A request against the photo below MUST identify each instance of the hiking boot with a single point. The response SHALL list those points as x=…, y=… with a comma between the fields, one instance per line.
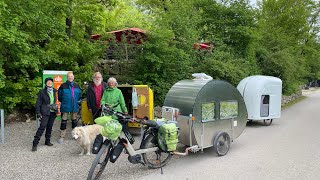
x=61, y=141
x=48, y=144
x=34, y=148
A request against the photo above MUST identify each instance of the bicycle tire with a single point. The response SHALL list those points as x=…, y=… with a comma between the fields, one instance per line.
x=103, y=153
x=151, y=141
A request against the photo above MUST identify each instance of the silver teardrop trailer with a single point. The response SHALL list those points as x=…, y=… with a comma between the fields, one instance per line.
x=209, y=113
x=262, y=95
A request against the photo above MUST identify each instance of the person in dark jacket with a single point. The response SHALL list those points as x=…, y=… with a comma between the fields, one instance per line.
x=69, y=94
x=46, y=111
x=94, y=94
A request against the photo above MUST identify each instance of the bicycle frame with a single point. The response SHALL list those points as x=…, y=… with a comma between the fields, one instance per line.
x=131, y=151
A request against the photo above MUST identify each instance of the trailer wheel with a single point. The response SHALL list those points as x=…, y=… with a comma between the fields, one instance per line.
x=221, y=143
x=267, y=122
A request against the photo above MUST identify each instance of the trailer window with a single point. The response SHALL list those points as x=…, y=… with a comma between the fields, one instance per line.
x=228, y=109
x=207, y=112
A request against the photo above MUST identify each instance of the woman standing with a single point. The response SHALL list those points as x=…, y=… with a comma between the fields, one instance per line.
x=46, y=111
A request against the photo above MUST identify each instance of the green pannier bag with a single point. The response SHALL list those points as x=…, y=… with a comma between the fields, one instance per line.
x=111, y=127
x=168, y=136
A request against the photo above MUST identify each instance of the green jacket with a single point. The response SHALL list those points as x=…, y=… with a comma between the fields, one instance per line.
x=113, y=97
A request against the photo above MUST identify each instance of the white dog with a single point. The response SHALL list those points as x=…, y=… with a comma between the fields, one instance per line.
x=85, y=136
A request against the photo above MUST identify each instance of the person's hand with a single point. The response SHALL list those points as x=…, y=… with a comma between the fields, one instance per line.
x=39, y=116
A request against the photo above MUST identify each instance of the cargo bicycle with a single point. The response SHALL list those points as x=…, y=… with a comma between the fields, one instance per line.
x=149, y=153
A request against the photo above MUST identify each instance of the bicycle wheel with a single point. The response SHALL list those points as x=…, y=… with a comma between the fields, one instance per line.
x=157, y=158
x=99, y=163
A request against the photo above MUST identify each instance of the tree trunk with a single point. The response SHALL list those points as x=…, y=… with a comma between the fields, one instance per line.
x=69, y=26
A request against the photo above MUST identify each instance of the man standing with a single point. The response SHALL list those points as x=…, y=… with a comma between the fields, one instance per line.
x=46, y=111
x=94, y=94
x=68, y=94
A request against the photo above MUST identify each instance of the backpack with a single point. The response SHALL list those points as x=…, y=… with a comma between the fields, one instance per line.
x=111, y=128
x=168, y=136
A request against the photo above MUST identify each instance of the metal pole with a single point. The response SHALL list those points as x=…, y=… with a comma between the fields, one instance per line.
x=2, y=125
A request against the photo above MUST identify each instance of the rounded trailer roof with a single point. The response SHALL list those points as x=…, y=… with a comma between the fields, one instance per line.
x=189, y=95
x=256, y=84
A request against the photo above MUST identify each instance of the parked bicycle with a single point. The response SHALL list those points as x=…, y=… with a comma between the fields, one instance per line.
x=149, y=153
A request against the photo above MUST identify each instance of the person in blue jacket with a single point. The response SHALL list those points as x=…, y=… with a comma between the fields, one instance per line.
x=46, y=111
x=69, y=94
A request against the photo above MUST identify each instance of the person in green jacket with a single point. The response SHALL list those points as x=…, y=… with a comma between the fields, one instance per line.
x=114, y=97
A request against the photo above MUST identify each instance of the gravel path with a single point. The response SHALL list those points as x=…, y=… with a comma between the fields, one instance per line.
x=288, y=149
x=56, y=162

* [Stated problem]
Present every line of the records above as a Markdown table with two columns, Row for a running number and Line for the line itself, leaving out blank lines. Leave the pictures out of the answer.

* [Answer for this exercise]
| Row | Line |
|---|---|
| 1 | A request against the photo below MUST identify each instance of the hiking boot with a single point. The response SHALL list those points as x=…, y=… with a comma between the fields, one instance per line. |
| 2 | x=61, y=141 |
| 3 | x=48, y=144 |
| 4 | x=34, y=148 |
| 5 | A request against the photo above MUST identify each instance of the bicycle tire with a single point. The response SHALL list those points as x=…, y=… with a comma between the fields, one instance per line. |
| 6 | x=103, y=153 |
| 7 | x=151, y=141 |
| 8 | A request against the photo above MUST identify each instance of the silver teardrop trailer with a single point. The response SHALL list those points as x=…, y=… with a comma between the fields, one instance per line. |
| 9 | x=209, y=113 |
| 10 | x=262, y=95 |
| 11 | A request against the photo above MUST identify each instance of the person in dark jacket with a single point. The response SHALL list those points as x=…, y=… with a comma between the fields, one instance per line. |
| 12 | x=69, y=94 |
| 13 | x=46, y=111 |
| 14 | x=94, y=94 |
| 15 | A request against the photo above MUST identify each instance of the bicycle frame with a single point. The response SHALL list those points as x=…, y=… with a comma between the fields, one instance per line. |
| 16 | x=131, y=151 |
| 17 | A request against the photo above MUST identify each instance of the trailer wheel with a single point. The response SHALL list those points as x=…, y=… with a comma between the fields, one instance per line. |
| 18 | x=221, y=143 |
| 19 | x=267, y=122 |
| 20 | A request against the photo above MUST identify each instance of the trailer window with a single point. The response SHALL list those points as x=…, y=… with a comma between the fields, one instance per line. |
| 21 | x=228, y=109 |
| 22 | x=207, y=112 |
| 23 | A request against the photo above MUST identify each instance of the woman standing with a single point. The response SHALL list those points as x=…, y=… with a comma between the fields, one instance per line. |
| 24 | x=46, y=111 |
| 25 | A request against the photo above MUST identify each instance of the green pannier bag with a single point. The response SHALL list those points as x=…, y=… with a comma between the fields, one instance per line. |
| 26 | x=111, y=127 |
| 27 | x=168, y=136 |
| 28 | A request against the photo above MUST identify each instance of the green jacket with a single point. The response SHALL list those points as x=…, y=… with a comma between the fields, one instance per line. |
| 29 | x=113, y=97 |
| 30 | A request against the photo above MUST identify each instance of the white dog with a single point. The response SHALL list those points as x=…, y=… with a comma between the fields, one instance per line. |
| 31 | x=85, y=136 |
| 32 | A request against the photo above MUST identify each instance of the person's hand with a single point. The response SHALL list those points as x=…, y=… with a comma between the fields, one instance per line. |
| 33 | x=39, y=116 |
| 34 | A request against the photo above MUST identify each instance of the cargo bicycle with a single point. The response SHALL list those points as x=…, y=… with a comma between the fields, one instance per line. |
| 35 | x=149, y=153 |
| 36 | A request against the photo above MUST identify each instance of the bicycle wheel with a single point. The response SHALL list those points as x=…, y=… with a comma between the fields, one instance per line. |
| 37 | x=157, y=158 |
| 38 | x=99, y=163 |
| 39 | A request against the photo above MUST identify each instance of the tree trunk with a single point. The response SHALL list those points as x=…, y=… with a comma between the fields, one instance per line. |
| 40 | x=69, y=26 |
| 41 | A request against the photo above MUST identify each instance of the man standing with a single point. The response SHALL list those points as x=…, y=… with a comma between the fields, one instance per line. |
| 42 | x=46, y=111 |
| 43 | x=94, y=94 |
| 44 | x=68, y=94 |
| 45 | A request against the photo above MUST identify each instance of the backpack with a single point. The response SHALL list those points as x=…, y=… with a comma between the fields, one instance per line. |
| 46 | x=111, y=128 |
| 47 | x=168, y=136 |
| 48 | A request against the photo above MUST identify each instance of the metal pole with a single point. The response SHALL list those points as x=…, y=… with a comma between the fields, one instance per line. |
| 49 | x=2, y=125 |
| 50 | A request against the photo above MUST identify each instance of the rounded trailer roof with a single point. The response SHALL list those points as x=…, y=… with a comma between the fields, one instance per line. |
| 51 | x=189, y=95 |
| 52 | x=256, y=84 |
| 53 | A request against the photo above MUST identify each instance of the parked bicycle with a single point. The response SHALL list those points as x=…, y=… with a comma between the fields, one instance per line. |
| 54 | x=149, y=153 |
| 55 | A request against the photo above MUST identify each instance of the person in blue jacket with a single point. The response SHALL list those points as x=…, y=… with a comma between the fields, one instance per line. |
| 56 | x=46, y=111 |
| 57 | x=69, y=94 |
| 58 | A request against the photo above MUST identify each instance of the person in green jacket with a single point. The response SHALL list those points as x=…, y=… with a comma between the fields, one instance per line. |
| 59 | x=114, y=97 |
| 60 | A request against the photo above MUST identify each instance of the gravel path with a single point. The response SHALL list those points as x=…, y=… with a comma between the fields, one instance per line. |
| 61 | x=288, y=149 |
| 62 | x=56, y=162 |